Data rows:

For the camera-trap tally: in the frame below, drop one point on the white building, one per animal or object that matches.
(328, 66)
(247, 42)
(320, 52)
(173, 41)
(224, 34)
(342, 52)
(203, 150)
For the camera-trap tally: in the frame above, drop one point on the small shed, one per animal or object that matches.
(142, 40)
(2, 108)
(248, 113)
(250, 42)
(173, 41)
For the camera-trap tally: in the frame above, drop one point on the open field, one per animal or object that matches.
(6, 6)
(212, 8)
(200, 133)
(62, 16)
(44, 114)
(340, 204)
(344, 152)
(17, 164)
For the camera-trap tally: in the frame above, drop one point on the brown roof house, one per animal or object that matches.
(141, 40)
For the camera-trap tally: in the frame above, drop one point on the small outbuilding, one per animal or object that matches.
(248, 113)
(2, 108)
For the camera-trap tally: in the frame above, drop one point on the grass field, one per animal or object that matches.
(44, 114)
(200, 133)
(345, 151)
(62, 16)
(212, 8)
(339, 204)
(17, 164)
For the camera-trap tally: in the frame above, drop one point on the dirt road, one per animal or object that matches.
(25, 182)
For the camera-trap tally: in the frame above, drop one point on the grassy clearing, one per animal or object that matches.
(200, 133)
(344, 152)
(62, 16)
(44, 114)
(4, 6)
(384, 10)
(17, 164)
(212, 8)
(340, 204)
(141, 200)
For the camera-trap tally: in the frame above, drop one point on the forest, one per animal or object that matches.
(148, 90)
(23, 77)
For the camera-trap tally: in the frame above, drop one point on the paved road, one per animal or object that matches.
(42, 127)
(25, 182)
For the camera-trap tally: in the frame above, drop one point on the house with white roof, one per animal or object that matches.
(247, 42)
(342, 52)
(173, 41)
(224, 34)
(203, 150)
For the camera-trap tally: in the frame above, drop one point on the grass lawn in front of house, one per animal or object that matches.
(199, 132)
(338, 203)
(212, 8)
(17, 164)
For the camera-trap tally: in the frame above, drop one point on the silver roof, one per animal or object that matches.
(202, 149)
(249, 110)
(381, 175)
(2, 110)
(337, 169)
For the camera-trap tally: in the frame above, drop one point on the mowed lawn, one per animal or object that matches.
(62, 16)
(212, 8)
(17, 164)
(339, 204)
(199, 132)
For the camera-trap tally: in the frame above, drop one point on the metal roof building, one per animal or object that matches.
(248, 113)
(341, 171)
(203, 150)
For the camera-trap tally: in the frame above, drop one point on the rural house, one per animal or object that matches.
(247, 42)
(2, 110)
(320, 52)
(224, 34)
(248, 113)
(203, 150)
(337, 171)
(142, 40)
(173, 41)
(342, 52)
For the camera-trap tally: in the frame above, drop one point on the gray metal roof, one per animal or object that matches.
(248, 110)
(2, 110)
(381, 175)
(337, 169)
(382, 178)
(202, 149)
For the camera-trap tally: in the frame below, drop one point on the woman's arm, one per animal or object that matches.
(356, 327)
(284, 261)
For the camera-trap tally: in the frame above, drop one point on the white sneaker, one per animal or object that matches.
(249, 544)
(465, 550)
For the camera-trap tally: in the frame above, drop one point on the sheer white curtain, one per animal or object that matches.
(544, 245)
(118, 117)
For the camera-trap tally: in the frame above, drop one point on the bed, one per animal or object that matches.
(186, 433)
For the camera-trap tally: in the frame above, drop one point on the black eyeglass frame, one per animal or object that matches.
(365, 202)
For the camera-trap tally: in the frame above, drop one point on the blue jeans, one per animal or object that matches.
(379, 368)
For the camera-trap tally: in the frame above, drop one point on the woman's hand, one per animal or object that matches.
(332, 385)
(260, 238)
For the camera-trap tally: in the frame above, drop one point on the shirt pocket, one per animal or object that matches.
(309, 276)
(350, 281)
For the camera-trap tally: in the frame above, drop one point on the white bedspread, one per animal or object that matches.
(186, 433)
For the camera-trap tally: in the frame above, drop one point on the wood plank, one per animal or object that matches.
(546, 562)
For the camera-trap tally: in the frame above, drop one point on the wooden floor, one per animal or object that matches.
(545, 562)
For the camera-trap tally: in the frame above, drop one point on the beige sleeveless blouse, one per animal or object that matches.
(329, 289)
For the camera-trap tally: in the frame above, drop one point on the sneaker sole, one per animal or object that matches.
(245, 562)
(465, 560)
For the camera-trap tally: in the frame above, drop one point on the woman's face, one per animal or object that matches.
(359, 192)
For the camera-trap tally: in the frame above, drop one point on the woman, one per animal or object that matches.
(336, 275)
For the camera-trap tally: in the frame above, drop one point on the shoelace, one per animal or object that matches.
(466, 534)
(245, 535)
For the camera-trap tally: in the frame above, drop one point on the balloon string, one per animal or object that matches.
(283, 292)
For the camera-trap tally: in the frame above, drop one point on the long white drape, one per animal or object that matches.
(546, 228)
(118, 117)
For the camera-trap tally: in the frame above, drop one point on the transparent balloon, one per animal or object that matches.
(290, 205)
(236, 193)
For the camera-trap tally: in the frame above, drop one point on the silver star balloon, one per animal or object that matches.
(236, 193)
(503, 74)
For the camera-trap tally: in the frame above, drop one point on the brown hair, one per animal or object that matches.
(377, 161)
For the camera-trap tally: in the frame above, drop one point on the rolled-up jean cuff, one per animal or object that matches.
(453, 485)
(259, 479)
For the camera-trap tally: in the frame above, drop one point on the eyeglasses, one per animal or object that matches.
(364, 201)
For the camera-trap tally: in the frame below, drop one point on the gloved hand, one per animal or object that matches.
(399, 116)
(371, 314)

What the exercise asks: Lay out the lines above as a JSON list of strings, one string per line, leaving out blank lines. Include everything from the line containing "string, one per animal or object that matches." down to the last line of the items.

Full solution:
[
  "For the camera-trap tally: in the frame above, drop one point on the balloon string, one per animal or object that matches.",
  "(283, 292)",
  "For the camera-trap tally: in the frame above, drop one point on the long white drape, one per animal or object that matches.",
  "(546, 228)",
  "(118, 117)",
  "For the camera-trap tally: in the frame above, drop one point on the transparent balloon, one per animal or object that matches.",
  "(290, 205)",
  "(236, 193)",
  "For the camera-trap tally: in the frame above, drop one point on the silver star balloon, one per animal or object that matches.",
  "(236, 193)",
  "(503, 74)",
  "For the camera-trap tally: in the frame above, drop one point on the brown hair, one per animal or object that matches.",
  "(377, 161)",
  "For the camera-trap tally: in the frame above, drop one point on the rolled-up jean cuff, one per animal or object that matches.",
  "(453, 485)",
  "(259, 479)",
  "For the camera-trap tally: in the frame above, drop one point on the eyeglasses, one per animal or object that matches.",
  "(364, 201)",
  "For the camera-trap tally: in the frame below, drop one point on the gloved hand, one per animal or object that matches.",
  "(399, 116)",
  "(371, 314)"
]